* BEGIN QUOTED TEXT *

First, during the cooling operation, the four-way switching valve 12 is held in the state shown by the solid lines in FIG. 2. A high-temperature, high-pressure gas refrigerant discharged from the compressor 11 flows through the four-way switching valve 12 into the heat source side heat exchanger 13, where heat is exchanged with the outdoor air and the refrigerant is condensed. The refrigerant condensed into a liquid in the heat source side heat exchanger 13 passes through the heat source side expansion valves 14 and flows through the liquid refrigerant communication tubes 17b into the room units 3. In the room units 3, the refrigerant undergoes heat exchange with the indoor air in the room side heat exchangers 16 and evaporates. The indoor air cooled by the evaporation of the refrigerant is blown into the rooms by room side fans (not shown), and the rooms are cooled. The refrigerant evaporated to a gas in the room side heat exchangers 16 returns to the heat source unit 2 through the gas refrigerant communication tubes 17a and is drawn into the compressor 11.

During the heating operation, the four-way switching valve 12 is held in the state shown by the dashed lines in FIG. 2. A high-temperature, high-pressure gas refrigerant discharged from the compressor 11 flows through the four-way switching valve 12 into the room side heat exchangers 16 of the room units 3, where heat is exchanged with the indoor air and the refrigerant is condensed. The indoor air heated by the condensation of the refrigerant is blown out into the rooms by the room side fans, and the rooms are heated. The refrigerant condensed into a liquid in the room side heat exchangers 16 passes through the heat source side expansion valves 14 via the liquid refrigerant communication tubes 17b, and returns to the heat source unit 2. Having returned to the heat source unit 2, the refrigerant undergoes further heat exchange with the outdoor air in the heat source side heat exchanger 13 and is evaporated. The refrigerant evaporated to a gas in the heat source side heat exchanger 13 is drawn into the compressor 11 via the four-way switching valve 12.

<Heat Source Side Controller>

(1) Overall Configuration

The configuration of the heat source side controller 20 will be described with reference to FIG. 3.

The heat source side controller 20 is a control circuit having a microcomputer 21 and a memory 25, and the heat source side controller 20 controls the compressor 11, the four-way switching valve 12, the heat source side expansion valves 14, the heat source side fan 19, and the various other electric devices included in the heat source unit 2 by reading and executing the programs stored in the memory 25 on the microcomputer 21.

The heat source side controller 20 can receive information pertaining to the outdoor air temperature Ta sensed in the outdoor air temperature sensor 62, and can also receive the indoor temperature Tr sensed in the indoor air temperature sensor 61 via the room side controllers 30. The heat source side controller 20 can also receive operation information in the room units 3 via the room side controllers 30. The operation information mentioned herein includes state information pertaining to the operating states of the components of the room side controllers 30, setting information pertaining to the operational settings inputted from users via the remote controllers 40, and other such information. The various electric devices 11, 12, 14, 19, and the like are controlled by the heat source side controller 20 on the basis of this information.

* END QUOTED TEXT *
* BEGIN DATA SECTION *

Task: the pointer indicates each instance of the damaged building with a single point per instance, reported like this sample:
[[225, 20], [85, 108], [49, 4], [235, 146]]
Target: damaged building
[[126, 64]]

* END DATA SECTION *

■ **GOALS**:
**a.** From the air conditioner description, transcribe the passage between "(1) Overall Configuration" and "the microcomputer 21.", inclusive.
**b.** According to the air conditioner description, how are the rooms cooled during the cooling operation? Answer in one to three sentences.

■ **ANSWERS BY TASK**:
**a.**
(1) Overall Configuration

The configuration of the heat source side controller 20 will be described with reference to FIG. 3.

The heat source side controller 20 is a control circuit having a microcomputer 21 and a memory 25, and the heat source side controller 20 controls the compressor 11, the four-way switching valve 12, the heat source side expansion valves 14, the heat source side fan 19, and the various other electric devices included in the heat source unit 2 by reading and executing the programs stored in the memory 25 on the microcomputer 21.

**b.** In the room side heat exchangers 16, the refrigerant exchanges heat with the indoor air and evaporates, which cools that air. The room side fans then blow the cooled indoor air into the rooms, and the rooms are cooled.